Turn the data below into a numbered list, leaving out blank lines, using only everything from the line that contains "Task: locate the green shingle" down to the line that contains "Task: locate the gravel", both of those lines included.

Input for this task ▸
#####

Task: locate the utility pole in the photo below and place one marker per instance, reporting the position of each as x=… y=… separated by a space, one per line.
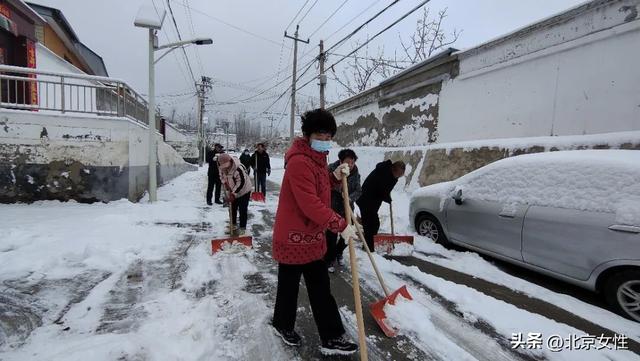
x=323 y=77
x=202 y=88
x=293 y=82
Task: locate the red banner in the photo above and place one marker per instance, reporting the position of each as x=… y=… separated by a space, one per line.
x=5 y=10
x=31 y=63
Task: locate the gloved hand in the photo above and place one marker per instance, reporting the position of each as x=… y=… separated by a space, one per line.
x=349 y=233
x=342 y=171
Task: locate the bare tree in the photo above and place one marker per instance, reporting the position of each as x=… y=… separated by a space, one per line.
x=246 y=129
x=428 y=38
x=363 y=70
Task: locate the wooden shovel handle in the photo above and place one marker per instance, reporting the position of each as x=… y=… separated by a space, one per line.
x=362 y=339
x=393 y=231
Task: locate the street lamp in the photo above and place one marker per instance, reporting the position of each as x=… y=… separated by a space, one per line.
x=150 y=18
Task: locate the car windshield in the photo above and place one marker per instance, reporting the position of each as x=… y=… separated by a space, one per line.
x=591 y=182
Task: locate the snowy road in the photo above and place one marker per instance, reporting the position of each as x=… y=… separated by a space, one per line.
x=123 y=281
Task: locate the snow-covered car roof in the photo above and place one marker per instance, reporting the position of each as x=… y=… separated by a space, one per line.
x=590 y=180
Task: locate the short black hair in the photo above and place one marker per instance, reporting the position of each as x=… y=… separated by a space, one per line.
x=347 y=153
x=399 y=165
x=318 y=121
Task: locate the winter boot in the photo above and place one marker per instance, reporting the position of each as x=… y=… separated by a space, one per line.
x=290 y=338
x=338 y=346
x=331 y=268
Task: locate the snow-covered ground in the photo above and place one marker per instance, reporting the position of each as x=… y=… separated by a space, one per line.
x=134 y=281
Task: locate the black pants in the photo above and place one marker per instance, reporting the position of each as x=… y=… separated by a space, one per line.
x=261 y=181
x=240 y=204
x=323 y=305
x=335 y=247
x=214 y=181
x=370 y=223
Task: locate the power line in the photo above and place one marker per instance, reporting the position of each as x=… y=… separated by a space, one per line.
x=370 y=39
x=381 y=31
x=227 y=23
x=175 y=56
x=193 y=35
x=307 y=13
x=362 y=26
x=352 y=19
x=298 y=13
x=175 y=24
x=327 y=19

#####

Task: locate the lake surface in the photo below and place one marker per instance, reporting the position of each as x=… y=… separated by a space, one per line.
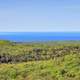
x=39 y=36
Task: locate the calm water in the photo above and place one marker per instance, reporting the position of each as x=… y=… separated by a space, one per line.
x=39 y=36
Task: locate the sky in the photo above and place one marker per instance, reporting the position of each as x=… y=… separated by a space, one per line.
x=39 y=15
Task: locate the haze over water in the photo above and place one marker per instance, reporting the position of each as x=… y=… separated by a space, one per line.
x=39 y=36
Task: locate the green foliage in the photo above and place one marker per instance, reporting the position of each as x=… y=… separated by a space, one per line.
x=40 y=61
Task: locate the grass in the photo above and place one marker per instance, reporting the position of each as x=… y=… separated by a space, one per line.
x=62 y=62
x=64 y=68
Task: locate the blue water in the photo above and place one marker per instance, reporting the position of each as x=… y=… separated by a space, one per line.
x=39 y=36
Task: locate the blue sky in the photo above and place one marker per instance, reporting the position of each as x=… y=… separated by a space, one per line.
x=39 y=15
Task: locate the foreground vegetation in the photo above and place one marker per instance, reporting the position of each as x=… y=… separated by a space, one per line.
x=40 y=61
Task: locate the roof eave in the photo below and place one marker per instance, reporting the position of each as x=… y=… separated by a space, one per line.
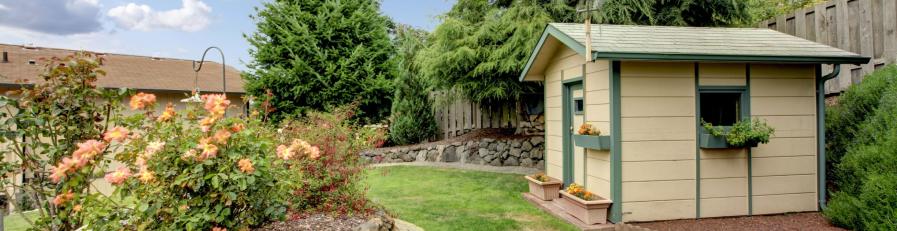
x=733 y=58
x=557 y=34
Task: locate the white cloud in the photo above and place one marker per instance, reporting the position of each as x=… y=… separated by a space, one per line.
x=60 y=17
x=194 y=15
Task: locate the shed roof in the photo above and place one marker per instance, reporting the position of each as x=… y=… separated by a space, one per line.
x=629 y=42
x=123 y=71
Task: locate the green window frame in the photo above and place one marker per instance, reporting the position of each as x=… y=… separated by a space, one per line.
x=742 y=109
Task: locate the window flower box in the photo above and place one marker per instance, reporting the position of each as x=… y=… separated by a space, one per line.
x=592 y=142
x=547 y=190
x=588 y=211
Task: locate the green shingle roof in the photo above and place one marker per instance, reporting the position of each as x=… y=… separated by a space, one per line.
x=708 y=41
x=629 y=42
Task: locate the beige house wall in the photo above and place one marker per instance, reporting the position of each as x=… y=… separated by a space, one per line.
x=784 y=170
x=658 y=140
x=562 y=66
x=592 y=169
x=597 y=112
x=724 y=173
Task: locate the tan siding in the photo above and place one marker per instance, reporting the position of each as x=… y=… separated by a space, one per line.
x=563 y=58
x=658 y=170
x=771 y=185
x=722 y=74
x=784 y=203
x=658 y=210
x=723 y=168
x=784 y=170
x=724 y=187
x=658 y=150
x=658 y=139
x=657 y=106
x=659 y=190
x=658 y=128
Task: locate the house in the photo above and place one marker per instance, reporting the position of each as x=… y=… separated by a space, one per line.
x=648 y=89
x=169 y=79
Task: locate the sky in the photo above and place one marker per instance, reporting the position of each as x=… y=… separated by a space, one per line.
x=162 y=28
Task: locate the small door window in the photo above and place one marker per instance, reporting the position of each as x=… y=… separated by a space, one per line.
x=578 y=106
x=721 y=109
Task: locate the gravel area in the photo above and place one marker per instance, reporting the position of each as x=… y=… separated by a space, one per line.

#####

The result ▸
1. Task: locate the green shingle roof in the photo above and place one marker per instance, reporting the position of each as x=… y=… separated by a space, one per line.
2. x=708 y=41
3. x=629 y=42
4. Task: locate the beige house wall in the photo above and place one marker per instance, reporting the position of each as x=… y=… separated by a space, one per line.
5. x=784 y=170
6. x=658 y=140
7. x=562 y=66
8. x=592 y=169
9. x=597 y=112
10. x=724 y=173
11. Task: locate the tan siding in the photo above and place one marker per instance, reporting the position of each as x=… y=… separated by a space, one per line.
12. x=563 y=58
13. x=658 y=170
14. x=771 y=185
15. x=722 y=74
16. x=784 y=203
17. x=658 y=210
18. x=723 y=168
19. x=784 y=170
20. x=724 y=187
21. x=658 y=150
22. x=658 y=139
23. x=657 y=106
24. x=659 y=190
25. x=658 y=128
26. Task: locate the house in the photo above and place one marker per instance, reporting the position of each as x=… y=… separated by a space, one per line.
27. x=648 y=89
28. x=169 y=79
29. Task: locate the sky in the photo above and place one marker per instance, reporting the position of each as x=… y=… separated by a space, one per line.
30. x=162 y=28
31. Task: locate the small door window in the photo above and place one marker per instance, reporting the position of each as x=… y=… separated by a space, one per line.
32. x=578 y=106
33. x=721 y=109
34. Task: locate the gravel area in the photo above and place one marker per instance, reporting the position of each as x=… y=… separated by a space, one per line.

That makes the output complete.